:: GIVEN TEXT

Rockets player-coach Nichola Cooke in action v Abercynon. Pic: Craig Thomas/Replay images.

Fuelled By Ambition, The Rhondda Rockets Are Heading For The Stars

What’s that lighting up the night skies in the Valleys? Probably a Rhondda Rocket, who are scorching towards the title in the A470 netball league – and blazing a trail for others to follow behind as Graham Thomas discovered.

Rhondda Rockets are powering towards their first title as they bid to shake up the solar system of Welsh netball.

Player-coached by former Wales international Nichola James – now Nichola Cooke – the Rockets have two games remaining and a narrow lead at the top of the A470 League.

If they hold onto top spot then it will be a first planet conquered by the Rockets who have bigger galaxies on their radar – such as one day being part of an all-Wales national domestic league or something even larger.

::::

PROBLEMS TO WORK ON:
1) In the netball article, substitute "dark skies" for "night skies" and write out the passage starting at "Fuelled By Ambition, The" and ending at "Graham Thomas discovered.".
2) According to the netball article, how many games do the Rhondda Rockets have remaining?

:: EXCERPTED RECORDS

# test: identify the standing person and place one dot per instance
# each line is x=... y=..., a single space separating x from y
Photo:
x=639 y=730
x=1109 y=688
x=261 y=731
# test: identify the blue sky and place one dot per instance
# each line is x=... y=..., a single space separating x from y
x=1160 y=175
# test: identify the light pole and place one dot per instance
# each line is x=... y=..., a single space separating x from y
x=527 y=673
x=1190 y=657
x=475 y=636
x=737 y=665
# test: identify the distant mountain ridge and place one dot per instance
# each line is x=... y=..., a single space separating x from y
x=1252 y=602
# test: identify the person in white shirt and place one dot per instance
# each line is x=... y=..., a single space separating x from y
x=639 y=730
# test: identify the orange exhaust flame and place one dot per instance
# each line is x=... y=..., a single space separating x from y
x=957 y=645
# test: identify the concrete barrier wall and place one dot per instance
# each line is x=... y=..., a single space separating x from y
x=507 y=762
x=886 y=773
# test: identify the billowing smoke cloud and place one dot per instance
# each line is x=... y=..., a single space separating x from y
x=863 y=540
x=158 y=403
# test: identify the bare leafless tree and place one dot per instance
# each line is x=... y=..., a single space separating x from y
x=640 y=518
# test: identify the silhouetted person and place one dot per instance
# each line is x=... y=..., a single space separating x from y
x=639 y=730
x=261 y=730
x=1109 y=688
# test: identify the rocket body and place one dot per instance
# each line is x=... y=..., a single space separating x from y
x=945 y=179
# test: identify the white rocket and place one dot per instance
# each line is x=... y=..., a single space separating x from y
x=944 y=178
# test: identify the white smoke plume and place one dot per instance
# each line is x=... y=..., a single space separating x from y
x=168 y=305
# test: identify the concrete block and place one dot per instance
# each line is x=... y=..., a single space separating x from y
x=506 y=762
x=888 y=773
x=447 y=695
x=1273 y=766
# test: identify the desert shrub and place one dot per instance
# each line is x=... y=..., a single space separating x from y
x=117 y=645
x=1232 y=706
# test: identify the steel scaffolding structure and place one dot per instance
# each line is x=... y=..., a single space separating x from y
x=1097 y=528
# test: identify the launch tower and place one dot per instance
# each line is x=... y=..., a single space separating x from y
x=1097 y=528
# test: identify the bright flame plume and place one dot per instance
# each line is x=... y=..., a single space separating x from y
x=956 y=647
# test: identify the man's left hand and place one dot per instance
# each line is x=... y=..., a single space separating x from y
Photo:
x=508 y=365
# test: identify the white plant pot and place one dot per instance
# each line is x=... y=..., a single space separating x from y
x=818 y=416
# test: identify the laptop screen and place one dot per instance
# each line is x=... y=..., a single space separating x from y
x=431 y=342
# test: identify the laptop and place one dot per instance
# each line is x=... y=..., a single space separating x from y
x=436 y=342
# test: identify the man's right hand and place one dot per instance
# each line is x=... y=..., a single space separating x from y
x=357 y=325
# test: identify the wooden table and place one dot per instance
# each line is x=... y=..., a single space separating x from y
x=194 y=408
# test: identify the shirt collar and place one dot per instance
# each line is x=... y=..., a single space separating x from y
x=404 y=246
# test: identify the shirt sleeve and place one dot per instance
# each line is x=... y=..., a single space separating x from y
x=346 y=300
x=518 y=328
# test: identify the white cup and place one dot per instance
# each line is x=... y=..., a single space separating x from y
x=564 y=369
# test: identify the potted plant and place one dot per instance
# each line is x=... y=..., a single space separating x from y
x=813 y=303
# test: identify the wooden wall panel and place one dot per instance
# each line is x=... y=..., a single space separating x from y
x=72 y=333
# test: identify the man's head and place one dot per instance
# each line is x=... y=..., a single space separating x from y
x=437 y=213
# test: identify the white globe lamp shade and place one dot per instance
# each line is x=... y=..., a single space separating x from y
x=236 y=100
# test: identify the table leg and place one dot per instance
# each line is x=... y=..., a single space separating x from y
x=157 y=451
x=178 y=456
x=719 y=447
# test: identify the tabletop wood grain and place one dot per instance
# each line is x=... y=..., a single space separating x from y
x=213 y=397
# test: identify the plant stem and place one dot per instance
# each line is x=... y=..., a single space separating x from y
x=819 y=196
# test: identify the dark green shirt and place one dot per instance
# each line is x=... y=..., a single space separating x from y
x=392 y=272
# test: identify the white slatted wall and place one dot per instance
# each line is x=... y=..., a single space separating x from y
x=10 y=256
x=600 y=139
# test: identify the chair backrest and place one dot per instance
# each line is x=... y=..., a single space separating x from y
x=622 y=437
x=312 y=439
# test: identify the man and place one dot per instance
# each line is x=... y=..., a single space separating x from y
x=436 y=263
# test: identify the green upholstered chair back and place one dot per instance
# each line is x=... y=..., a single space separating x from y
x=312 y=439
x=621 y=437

::::

SOLUTIONS IN ORDER:
1)
Fuelled By Ambition, The Rhondda Rockets Are Heading For The Stars

What’s that lighting up the dark skies in the Valleys? Probably a Rhondda Rocket, who are scorching towards the title in the A470 netball league – and blazing a trail for others to follow behind as Graham Thomas discovered.

2) Two games.